What is being asked: Return everything in the Sheba Baby review from "The importance of" down to "of blaxploitation shifted.", copied word for word.

Provided text:
--------------------

The arc of Pam Grier’s blaxploitation career is interesting. To us it seems pretty clear that once her studio American International realized they had a true star on their hands the projects they cultivated for her moved toward the cinematic center and became tame and uninspiring. We noted this when we talked about 1975’s Friday Foster a while back. Sheba Baby, which was made the same year and premiered in the U.S. today, suffers from the same problem. It’s too cute and too palatable, too eager to please in its attempt to draw in mainstream audiences. Grier loses her grit.
She plays Sheba Shayne, whose father is harassed by organized crime hoods and needs help to fight their plot to take over his business. Grier leaves her Chicago detective agency and heads down south to Louisville, Kentucky to kick ass and take names. The hoods are black men from around the way, but the real villain is a white guy on a yacht in the river. He’s archetypal. He could just as well be a white guy in a mansion on a hill, or in a penthouse uptown. Whoever and wherever he is, he’s going down hard and it’s going to hurt.
The importance of blaxploitation is that it centered stories on the black experience—family, neighborhood, crime, racism, and the predations of America’s two-tiered policing and court systems. This focus on core black issues existed even in films that represented alternate realities, such as horror and martial arts blaxploitation. The eventual sanitization of the genre was due to pressure from two directions at once: from the mainstream to avoid alienating white audiences, and from the black counterculture to avoid caricatured portrayals of blacks. Caught between these two forces, the center of blaxploitation shifted.

--------------------

(Point labeling examples)
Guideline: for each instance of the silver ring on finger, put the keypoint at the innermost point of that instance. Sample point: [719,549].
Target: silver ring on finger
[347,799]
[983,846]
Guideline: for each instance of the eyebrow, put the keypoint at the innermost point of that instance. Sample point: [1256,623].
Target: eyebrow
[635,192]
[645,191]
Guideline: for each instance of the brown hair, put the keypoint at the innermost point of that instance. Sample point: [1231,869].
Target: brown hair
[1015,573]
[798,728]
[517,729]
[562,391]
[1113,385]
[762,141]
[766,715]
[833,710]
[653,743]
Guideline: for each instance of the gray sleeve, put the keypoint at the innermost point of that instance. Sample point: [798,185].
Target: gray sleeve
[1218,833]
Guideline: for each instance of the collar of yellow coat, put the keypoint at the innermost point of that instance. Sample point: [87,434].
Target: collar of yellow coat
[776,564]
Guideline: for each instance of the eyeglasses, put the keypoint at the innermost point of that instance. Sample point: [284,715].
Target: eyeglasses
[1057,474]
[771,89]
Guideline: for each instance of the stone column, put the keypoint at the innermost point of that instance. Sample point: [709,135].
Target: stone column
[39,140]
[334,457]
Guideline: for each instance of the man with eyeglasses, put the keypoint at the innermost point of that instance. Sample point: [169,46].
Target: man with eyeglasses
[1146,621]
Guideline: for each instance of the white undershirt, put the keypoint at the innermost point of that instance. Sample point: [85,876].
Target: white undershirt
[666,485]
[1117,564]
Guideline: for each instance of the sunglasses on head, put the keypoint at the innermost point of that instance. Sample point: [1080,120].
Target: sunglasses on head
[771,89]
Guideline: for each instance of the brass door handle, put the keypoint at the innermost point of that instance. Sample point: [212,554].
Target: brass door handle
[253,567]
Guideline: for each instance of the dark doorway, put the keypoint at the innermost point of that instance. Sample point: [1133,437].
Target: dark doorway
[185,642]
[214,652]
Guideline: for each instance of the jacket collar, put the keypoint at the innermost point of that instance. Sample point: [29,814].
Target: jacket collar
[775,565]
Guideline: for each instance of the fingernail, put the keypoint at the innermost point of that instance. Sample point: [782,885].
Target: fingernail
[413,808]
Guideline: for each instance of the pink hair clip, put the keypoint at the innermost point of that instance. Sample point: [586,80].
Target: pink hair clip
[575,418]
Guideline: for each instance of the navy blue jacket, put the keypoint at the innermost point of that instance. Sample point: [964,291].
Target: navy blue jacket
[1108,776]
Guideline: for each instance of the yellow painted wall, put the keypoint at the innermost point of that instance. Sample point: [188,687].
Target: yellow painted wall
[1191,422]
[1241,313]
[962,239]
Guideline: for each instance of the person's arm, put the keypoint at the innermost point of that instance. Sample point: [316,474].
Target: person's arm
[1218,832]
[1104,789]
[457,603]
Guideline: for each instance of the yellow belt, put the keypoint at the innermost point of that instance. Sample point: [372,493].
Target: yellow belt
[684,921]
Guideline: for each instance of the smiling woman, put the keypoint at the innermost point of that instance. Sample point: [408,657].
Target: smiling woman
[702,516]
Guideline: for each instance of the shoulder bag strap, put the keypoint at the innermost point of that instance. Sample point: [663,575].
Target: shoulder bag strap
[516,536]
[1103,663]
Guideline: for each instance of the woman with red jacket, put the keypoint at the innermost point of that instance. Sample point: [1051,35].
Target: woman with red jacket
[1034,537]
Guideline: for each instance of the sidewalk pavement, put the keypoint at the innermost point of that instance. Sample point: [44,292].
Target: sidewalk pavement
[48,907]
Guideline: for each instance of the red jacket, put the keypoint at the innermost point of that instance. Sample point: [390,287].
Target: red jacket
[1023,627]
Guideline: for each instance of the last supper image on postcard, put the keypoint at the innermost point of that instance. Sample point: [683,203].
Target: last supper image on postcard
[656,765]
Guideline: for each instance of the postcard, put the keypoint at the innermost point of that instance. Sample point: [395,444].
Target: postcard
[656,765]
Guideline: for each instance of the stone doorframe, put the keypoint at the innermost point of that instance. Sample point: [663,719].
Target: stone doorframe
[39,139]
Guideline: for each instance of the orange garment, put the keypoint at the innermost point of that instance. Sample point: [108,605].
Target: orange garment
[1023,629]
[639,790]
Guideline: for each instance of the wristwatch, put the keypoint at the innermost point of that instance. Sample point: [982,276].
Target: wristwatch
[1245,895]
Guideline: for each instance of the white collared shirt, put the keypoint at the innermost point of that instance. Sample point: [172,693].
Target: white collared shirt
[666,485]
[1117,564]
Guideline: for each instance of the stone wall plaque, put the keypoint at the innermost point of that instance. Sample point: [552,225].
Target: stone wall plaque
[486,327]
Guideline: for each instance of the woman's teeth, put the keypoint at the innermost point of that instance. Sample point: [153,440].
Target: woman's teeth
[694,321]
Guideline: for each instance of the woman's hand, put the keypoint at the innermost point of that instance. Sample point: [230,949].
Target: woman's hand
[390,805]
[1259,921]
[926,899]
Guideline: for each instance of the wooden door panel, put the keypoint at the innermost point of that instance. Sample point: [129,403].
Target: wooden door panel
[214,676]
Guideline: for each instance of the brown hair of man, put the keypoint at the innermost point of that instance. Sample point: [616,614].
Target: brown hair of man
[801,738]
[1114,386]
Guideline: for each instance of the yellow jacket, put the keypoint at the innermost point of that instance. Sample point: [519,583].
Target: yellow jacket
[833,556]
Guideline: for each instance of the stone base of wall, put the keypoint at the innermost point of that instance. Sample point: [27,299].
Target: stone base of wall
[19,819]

--------------------

Full solution:
The importance of blaxploitation is that it centered stories on the black experience—family, neighborhood, crime, racism, and the predations of America’s two-tiered policing and court systems. This focus on core black issues existed even in films that represented alternate realities, such as horror and martial arts blaxploitation. The eventual sanitization of the genre was due to pressure from two directions at once: from the mainstream to avoid alienating white audiences, and from the black counterculture to avoid caricatured portrayals of blacks. Caught between these two forces, the center of blaxploitation shifted.